▶ [Stated goal A]
Find every line in the listing that contains the word "distant" and copy each one in full. Case counts.
== Text shown ==
Continuous deployment

2011/04/26

I’ve come across a couple of interesting articles about continuous deployment – see Continous deployment and Continuous Deployment at IMVU: Doing the impossible fifty times a day.

This development team, working on a public website, have achieved 100% automation* of their deployment process.

*Interestingly the author makes the point that they have not been able to achieve a similar level of automation for database development.

They have taken the concept of continuous integration to the ‘extreme’. Every code change, once committed, is automatically released to the production environment – via a large and extensive set of automated testing.

As previously mentioned in Agile database development 101 this level of automation, including database development, is one teams should strive for – always being ready to deploy to production if so required.

But, I tend to agree with the comments made by Erik Brandstadmoen, I don’t think this approach – continually and automatically releasing to production – would be appropriate for many internal corporate systems. Fully automate deployment up to a pre-production environment and to where users can always see the latest changes – but stop at this point before going to live.

As well as the technical changes required for a new release to a system, there are often a number of other change management tasks – eg training, user information – that for practical reasons mean changes need to be ‘batched up’.

But, kudos must go to this team for achieving such a level of automation and the test suite they have developed.


Managing SQL scripts and continuous integration

2011/04/13

If you look at developer forums, such as StackOverFlow, questions around managing SQL scripts and database changes are posted quite frequently.

As discussed in a previous blog – Agile database development 101 – many development teams have real issues in this area. For example:

  • database deployments are still manual, error prone and difficult to troubleshoot.
  • managing schema versions in different environments is problematic.
  • database changes are not often included as part of an overall continuous integration (CI) process.

This blog is the first in a series that will look at techniques to manage SQL scripts that can be used to help overcome these issues.
===
▶ [Stated goal B]
Pick up the blog posts on continuous deployment and SQL scripts after their last sentence and carry them forward.
== Provided entries ==
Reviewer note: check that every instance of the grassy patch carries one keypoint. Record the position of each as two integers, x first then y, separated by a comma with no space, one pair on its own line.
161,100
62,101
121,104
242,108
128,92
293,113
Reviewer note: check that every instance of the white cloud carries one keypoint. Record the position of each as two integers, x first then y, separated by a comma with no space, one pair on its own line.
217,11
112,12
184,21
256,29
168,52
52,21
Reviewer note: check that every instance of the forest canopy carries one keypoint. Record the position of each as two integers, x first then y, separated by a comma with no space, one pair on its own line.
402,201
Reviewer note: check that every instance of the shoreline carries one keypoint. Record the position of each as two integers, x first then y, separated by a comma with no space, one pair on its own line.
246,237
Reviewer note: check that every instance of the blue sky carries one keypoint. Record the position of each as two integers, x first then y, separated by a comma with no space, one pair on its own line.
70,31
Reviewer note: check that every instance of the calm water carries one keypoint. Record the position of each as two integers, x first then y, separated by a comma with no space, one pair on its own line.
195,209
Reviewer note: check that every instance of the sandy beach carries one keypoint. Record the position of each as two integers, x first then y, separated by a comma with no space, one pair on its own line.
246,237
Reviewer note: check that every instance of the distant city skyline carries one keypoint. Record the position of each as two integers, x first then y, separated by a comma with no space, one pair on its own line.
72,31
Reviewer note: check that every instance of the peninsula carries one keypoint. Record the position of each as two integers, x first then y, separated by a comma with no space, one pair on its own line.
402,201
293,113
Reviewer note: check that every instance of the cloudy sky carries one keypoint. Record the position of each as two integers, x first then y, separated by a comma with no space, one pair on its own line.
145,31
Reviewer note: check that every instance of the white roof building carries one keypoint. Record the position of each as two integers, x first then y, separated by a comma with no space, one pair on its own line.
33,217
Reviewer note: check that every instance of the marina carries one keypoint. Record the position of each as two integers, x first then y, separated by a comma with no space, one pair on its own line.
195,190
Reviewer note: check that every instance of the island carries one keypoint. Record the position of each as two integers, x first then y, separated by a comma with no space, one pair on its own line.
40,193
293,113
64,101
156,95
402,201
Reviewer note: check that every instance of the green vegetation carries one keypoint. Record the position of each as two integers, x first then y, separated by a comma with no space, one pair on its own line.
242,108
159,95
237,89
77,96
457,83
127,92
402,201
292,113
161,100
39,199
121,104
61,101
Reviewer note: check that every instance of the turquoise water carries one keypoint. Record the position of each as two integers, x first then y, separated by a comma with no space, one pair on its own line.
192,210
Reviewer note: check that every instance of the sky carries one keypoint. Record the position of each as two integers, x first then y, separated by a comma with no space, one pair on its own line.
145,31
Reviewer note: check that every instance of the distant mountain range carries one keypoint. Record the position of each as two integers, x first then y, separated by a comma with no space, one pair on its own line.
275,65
===
▶ [Expected output A]
Reviewer note: check that every instance of the distant city skyline carries one keypoint. Record the position of each as two integers, x first then y, separated by a comma with no space, one pair on its own line.
Reviewer note: check that every instance of the distant mountain range carries one keypoint. Record the position of each as two integers, x first then y, separated by a comma with no space, one pair on its own line.

▶ [Expected output B]
It will give an overview of the process. Later blogs will provide more detail, sample code/scripts where appropriate and look at ways to handle some of the more challenging aspects of SQL script management – such as changes required for different environments.

Overview of approach
1. At the start of each new deployment/sprint* a baseline schema is established using a copy of the production database schema – with appropriate data changes/deletions for security and performance reasons. The db bak file(s) created can be copied/restored to dev/testing environments.

* For a new project this will be a blank database with any default SQL objects installed.

2. The baseline schema has a known database version and schema checksum – making it easier to ensure consistency throughout environments.

3. All developers use their own sandboxed development environment.

4. All scripts are held in a central directory – named ‘WorkingDirectory’. This is part of the overall project/solution.

5. Another directory ‘CreateScripts’ contains a number of child directories – one for each SQL object type (see the image below):

CreateScripts with child SQL object type directories

An archive of all scripts – including the last deployed change for each SQL object – is maintained here.

6. All change scripts are checked into source control eg Subversion.

7. All changes are implemented in ‘atomic’ individual script files.

8. A simple naming convention is used with a prefix to ensure running order eg.

002_CreateTable_tableName.sql
003_CreateProc_sprocName.sql
004_AlterTable_tableName.sql

9. The first and last scripts in ‘WorkingDirectory’ are:

000_DataSelect_BuildVersion_CheckBeforeBuild.sql
999_DataInsert_BuildVersion_EndOfBuild.sql

The following image shows an example of what this directory would look like:

SQL WorkingDirectory with sample scripts

Before any changes are deployed these check that the database version and ensure that the db schema is as expected .

10. To deploy, the scripts are run against the database in the order they were created.

11. A dev wanting to make a change gets the latest scripts from source control. This ensures their local ‘WorkingDirectory’ is up to date with all the new change files. A .bat file is run in their local dev environment. This restores the baseline schema (using a db bak created in step 1) and then runs all the new changes using the scripts in ‘WorkingDirectory’. This step ensures the local environment is always up to date.

12. To implement a change, a new SQL script file is created and placed in the ‘WorkingDirectory’*. It should follow the naming convention with a prefix to ensure it is last to run.

* Ideally a test first approach with database unit tests should be taken.

13. When finished the developer commits all changes back to source control. This triggers a build process* which is similar to step 11 but running in a ‘build’ environment and with a the full suite of unit tests. If any ‘breaking’ changes are introduced these tests will provide immediate feedback.

* It is important that the overall build process runs quickly. The performance of restoring a db and running db unit tests can sometimes be a concern. If it is an issue there are ways to improve this e.g. restore the database at the end of each process rather than at the beginning. Less ideal examples include:

  • only running a subset of ‘core’ database unit tests.
  • running the db specific parts of the process at regular intervals throughout the day rather than on each source code check in.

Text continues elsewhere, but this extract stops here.